▸ Stated task 1
Express the rows, from the start of the rows through the line containing "[116,213,414,426]", as a two-column CSV with the header names request and answer. Give one CSV line for each row's text paired with its answer, putting each value in its own quoted field and turning line breaks into spaces.

▸ Document section
I'll try to clarify my goal with the OP.

I'm not so much interested in changing people's minds on the subject. If I do ever meet someone who believes it, I don't think I'd be confident enough to confront it anyway, and online discussions rarely change the mind of the person I'm conversing with. I'm more interested in the response they expect from people who haven't experienced it.

People who are convinced that the Mandela Effect is a real thing which they have experienced, tend to share these experiences among each other (partly out of fear of being mocked). Occasionally, someone shares it more publicly.

I want to know what they expect from 'the rest of us', so to speak.

Do they expect us to say "well, I guess Mandela really did die, but we all misremembered it"?

Do they expect us to believe that they're in the wrong reality, and they need to get back to their own?

Do they want us to hand over the conspirators who changed everything around them?


That's what I'm not clear on. How would they like us to react to it? What do they expect? (that's not a rhetorical question)

As I said, I could ask them directly, but I don't want to poke a hornet's nest just yet.
 
I'm okay on the Mandela thing, but I am one of those who held the incorrect belief that Jaws' pigtailed girlfriend had braces.

Dammit... I can see it in my mind.

Absolutely untrue of course. :p


And I agree.. I've called the effect "confabulation" all my life (or thereabouts), I guess "Mandela Effect" just sounds cooler to some. :rolleyes:
 
I'm okay on the Mandela thing, but I am one of those who held the incorrect belief that Jaws' pigtailed girlfriend had braces.

Dammit... I can see it in my mind.

Absolutely untrue of course. :p


And I agree.. I've called the effect "confabulation" all my life (or thereabouts), I guess "Mandela Effect" just sounds cooler to some. :rolleyes:

I think the reason for the distinction is that some people refuse to accept that it's confabulation.

They call it an effect because they think it's a real thing, and not simply misremembering things.
 
"Rebranding" already understood phenomena rarely doesn't have an ulterior motive.
 
Funny, I don't remember this thread being here this morning... I MUST HAVE SLIPPED INTO AN ALTERNATE UNIVERSE!!!

Seriously, I've found that some of my own memories don't line up with facts. For many years, I had a distinct memory of hearing a particular song in 1977 (I could even picture it in my mind, that I'd heard it in an apartment I lived in at that time), only to recently find that the song was recorded in 1984. I also was certain for awhile that a former acquaintance had died in 1987 (again, I could picture in my mind where I was when I heard the news); only recently did I find that the person had actually died in 1992.

▸ Items from a labeling collection

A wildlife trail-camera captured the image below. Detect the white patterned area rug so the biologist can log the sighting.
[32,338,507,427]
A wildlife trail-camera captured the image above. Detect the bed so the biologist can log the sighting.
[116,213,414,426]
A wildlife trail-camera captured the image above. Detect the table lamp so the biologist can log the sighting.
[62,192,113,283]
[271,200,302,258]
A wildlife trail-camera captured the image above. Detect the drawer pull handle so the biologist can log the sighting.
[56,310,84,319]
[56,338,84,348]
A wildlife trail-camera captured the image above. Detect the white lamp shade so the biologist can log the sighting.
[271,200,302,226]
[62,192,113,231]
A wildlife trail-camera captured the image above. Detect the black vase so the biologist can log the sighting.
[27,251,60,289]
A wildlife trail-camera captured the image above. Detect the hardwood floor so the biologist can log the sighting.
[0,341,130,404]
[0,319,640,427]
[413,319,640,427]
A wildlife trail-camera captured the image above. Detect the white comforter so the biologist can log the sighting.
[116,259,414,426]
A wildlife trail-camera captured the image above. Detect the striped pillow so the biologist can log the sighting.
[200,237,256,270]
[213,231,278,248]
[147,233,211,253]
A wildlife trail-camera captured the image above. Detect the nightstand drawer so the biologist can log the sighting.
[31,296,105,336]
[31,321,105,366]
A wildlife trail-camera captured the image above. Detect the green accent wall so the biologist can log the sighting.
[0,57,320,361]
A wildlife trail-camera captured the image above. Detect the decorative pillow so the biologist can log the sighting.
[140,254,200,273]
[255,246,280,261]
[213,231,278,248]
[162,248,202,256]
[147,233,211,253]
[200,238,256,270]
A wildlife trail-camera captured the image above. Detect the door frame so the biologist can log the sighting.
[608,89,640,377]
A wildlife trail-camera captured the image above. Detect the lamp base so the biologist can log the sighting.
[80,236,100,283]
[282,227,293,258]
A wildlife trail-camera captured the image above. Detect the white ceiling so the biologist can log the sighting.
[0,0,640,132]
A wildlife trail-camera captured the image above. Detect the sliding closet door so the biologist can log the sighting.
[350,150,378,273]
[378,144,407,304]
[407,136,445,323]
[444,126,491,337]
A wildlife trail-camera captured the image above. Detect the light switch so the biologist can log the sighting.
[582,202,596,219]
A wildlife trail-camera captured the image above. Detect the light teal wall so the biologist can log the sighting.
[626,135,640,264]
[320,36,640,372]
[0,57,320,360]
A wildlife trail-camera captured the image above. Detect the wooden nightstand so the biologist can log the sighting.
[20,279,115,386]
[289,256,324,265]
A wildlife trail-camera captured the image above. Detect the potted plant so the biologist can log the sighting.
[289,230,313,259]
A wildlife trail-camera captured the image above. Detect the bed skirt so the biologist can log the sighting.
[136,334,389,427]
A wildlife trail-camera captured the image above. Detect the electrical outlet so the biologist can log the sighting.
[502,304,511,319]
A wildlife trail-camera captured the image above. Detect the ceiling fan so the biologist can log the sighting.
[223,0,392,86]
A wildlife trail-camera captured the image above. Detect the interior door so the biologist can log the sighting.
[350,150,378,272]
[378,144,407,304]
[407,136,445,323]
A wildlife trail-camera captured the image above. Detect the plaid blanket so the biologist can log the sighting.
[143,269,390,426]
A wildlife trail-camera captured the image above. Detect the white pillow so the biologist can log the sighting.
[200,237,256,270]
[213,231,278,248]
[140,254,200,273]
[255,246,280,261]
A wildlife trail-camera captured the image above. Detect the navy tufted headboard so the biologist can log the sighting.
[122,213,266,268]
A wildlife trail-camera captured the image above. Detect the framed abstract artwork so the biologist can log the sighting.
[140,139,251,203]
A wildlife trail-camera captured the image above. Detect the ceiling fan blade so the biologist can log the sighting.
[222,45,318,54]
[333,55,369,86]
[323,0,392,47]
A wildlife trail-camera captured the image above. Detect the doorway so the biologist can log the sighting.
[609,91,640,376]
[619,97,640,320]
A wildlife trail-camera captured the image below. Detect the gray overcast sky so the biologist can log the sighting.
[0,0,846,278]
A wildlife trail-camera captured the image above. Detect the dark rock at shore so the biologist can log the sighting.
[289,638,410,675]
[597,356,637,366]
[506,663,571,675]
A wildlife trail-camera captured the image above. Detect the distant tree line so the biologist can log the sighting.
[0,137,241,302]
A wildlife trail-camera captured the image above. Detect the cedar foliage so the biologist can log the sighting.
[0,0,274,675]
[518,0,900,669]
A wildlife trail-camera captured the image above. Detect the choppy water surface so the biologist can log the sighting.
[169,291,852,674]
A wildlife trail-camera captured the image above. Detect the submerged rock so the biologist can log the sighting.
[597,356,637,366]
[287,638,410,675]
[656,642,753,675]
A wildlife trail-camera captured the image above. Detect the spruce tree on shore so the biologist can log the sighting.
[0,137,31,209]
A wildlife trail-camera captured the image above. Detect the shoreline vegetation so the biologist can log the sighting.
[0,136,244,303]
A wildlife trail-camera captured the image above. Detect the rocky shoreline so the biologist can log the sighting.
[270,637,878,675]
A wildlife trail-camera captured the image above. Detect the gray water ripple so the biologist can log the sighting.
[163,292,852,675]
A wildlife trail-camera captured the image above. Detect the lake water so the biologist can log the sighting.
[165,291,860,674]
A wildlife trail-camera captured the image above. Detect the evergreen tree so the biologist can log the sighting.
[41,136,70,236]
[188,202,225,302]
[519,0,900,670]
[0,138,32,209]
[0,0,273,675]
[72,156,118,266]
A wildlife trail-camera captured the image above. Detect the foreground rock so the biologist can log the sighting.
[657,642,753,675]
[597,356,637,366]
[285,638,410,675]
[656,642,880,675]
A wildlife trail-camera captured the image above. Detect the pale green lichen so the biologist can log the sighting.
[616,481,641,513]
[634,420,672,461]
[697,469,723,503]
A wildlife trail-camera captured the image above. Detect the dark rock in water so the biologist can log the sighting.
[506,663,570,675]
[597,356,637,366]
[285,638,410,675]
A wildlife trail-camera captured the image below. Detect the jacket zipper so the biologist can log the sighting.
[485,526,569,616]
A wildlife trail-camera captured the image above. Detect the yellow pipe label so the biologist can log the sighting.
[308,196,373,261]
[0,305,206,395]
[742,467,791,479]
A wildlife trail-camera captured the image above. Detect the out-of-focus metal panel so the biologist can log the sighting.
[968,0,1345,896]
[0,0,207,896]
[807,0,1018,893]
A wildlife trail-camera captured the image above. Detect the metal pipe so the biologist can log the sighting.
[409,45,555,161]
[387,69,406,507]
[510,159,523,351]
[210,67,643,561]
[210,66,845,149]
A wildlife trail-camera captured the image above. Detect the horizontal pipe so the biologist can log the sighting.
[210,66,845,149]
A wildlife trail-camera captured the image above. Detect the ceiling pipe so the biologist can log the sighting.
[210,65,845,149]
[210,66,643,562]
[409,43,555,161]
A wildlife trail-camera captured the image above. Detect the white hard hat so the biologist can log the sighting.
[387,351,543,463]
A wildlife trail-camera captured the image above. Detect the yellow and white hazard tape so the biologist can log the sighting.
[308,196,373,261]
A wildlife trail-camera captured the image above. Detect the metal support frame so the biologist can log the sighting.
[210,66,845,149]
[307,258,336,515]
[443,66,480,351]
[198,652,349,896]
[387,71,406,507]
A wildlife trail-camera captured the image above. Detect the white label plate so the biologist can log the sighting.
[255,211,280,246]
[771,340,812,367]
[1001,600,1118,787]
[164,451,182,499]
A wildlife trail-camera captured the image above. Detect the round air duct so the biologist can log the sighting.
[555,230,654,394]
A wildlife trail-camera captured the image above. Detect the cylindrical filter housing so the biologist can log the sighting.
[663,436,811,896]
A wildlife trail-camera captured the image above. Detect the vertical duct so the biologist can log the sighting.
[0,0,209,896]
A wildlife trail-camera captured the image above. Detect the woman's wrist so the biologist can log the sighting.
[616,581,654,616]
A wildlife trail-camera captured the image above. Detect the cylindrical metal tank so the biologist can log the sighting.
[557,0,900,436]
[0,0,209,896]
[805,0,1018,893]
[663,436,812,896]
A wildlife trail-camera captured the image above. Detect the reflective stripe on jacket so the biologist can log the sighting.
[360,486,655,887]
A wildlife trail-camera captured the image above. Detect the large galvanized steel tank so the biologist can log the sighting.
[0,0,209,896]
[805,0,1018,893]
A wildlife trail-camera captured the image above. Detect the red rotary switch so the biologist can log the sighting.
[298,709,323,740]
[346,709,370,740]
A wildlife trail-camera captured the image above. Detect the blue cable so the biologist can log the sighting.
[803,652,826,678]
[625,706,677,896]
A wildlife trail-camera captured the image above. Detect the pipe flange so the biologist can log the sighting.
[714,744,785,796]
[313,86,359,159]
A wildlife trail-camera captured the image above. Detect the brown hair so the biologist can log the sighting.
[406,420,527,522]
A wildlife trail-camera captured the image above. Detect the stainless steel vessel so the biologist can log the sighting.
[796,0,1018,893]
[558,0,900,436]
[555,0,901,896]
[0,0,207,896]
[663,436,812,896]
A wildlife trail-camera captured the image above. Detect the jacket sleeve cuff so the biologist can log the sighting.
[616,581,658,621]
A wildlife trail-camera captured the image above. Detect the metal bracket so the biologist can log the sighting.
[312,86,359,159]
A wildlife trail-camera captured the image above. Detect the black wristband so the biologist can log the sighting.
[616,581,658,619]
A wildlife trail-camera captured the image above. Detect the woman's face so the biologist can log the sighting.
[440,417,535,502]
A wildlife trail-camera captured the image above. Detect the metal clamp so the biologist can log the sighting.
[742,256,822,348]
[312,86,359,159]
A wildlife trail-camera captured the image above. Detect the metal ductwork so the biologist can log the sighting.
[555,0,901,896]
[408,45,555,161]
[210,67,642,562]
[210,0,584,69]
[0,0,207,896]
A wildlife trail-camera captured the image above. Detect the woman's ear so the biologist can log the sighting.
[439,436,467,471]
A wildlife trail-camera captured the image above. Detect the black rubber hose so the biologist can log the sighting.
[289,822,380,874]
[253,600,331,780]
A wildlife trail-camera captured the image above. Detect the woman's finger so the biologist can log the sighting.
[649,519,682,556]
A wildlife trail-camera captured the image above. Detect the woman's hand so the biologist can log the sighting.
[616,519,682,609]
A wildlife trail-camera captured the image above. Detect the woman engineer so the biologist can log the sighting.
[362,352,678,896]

▸ Stated task 2
According to the forum discussion of the Mandela Effect, in what year was the song actually recorded that one poster remembered hearing in 1977?

▸ Task response 1
request,answer
"A wildlife trail-camera captured the image below. Detect the white patterned area rug so the biologist can log the sighting.","[32,338,507,427]"
"A wildlife trail-camera captured the image above. Detect the bed so the biologist can log the sighting.","[116,213,414,426]"

▸ Task response 2
1984